• OBJECTIVE
Give the rows below as a two-column CSV with the header instruction,answer, with one line per row. Enclose each value in double quotes, and replace any line breaks inside a value with spaces.

╭──

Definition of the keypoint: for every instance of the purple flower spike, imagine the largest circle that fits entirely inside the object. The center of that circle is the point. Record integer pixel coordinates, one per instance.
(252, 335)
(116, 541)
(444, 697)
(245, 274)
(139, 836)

╰──

• WRITTEN ANSWER
instruction,answer
"Definition of the keypoint: for every instance of the purple flower spike, imagine the largest circle that fits entirely inside the object. The center of that circle is the point. Record integer pixel coordinates, one per instance.","(252, 335) (116, 541) (444, 697) (245, 274) (139, 836)"